#### Goal of the exercise
Lines from the line with "of the blurred" to the line with "of the pink" in the entries below, and only those, must be output exactly, with both ends included.
#### Available data
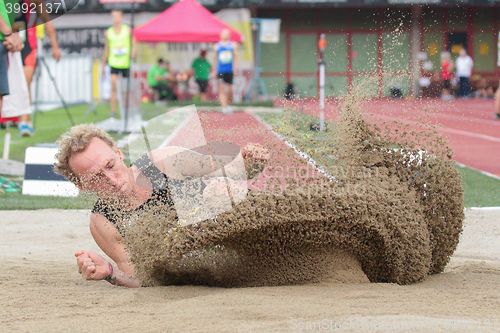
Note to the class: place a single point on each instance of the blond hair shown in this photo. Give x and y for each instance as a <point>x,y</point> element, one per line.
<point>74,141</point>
########
#### Available data
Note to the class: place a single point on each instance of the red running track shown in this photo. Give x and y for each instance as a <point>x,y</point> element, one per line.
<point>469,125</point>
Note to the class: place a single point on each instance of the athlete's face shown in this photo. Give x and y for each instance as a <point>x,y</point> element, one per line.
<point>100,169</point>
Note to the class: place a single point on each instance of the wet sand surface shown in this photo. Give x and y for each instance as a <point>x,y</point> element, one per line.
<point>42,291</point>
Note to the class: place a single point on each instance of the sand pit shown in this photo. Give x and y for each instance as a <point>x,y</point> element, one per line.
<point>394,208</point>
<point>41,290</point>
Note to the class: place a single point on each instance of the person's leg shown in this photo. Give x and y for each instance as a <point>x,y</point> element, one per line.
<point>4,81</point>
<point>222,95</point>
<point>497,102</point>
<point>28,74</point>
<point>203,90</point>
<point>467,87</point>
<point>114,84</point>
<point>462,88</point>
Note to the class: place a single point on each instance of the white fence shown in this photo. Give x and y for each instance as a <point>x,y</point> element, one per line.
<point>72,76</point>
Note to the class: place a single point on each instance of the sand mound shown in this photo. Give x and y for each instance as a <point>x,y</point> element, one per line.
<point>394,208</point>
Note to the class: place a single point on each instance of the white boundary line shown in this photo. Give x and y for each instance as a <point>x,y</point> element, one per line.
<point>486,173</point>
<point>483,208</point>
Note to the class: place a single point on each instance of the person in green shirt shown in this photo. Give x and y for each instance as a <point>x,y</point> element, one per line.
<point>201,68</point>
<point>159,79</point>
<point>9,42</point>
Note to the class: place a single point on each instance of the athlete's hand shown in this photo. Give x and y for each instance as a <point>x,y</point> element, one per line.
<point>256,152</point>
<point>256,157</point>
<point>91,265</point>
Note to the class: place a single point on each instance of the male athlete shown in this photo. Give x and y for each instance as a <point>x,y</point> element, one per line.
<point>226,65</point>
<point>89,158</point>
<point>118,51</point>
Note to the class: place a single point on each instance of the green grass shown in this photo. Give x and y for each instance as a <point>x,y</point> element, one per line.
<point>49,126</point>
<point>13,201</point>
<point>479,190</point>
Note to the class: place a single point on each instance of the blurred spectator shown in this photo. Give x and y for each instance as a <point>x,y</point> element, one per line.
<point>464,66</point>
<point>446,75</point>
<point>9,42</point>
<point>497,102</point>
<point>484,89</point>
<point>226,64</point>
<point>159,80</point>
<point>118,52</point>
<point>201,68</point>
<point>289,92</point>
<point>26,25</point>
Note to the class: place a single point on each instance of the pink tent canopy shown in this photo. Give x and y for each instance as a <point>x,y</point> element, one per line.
########
#### Task answer
Note to the class: place a single point on each instance of the blurred spectator shown in this photo. Give x and y for each instance as a <point>x,y</point> element, one per line.
<point>464,66</point>
<point>446,75</point>
<point>9,42</point>
<point>497,102</point>
<point>484,89</point>
<point>226,64</point>
<point>159,80</point>
<point>118,52</point>
<point>201,68</point>
<point>289,92</point>
<point>26,25</point>
Note to the class: place a single point on each instance of the pink tent canopy shown in this photo. Give x and y for each instance as a <point>x,y</point> element, one per line.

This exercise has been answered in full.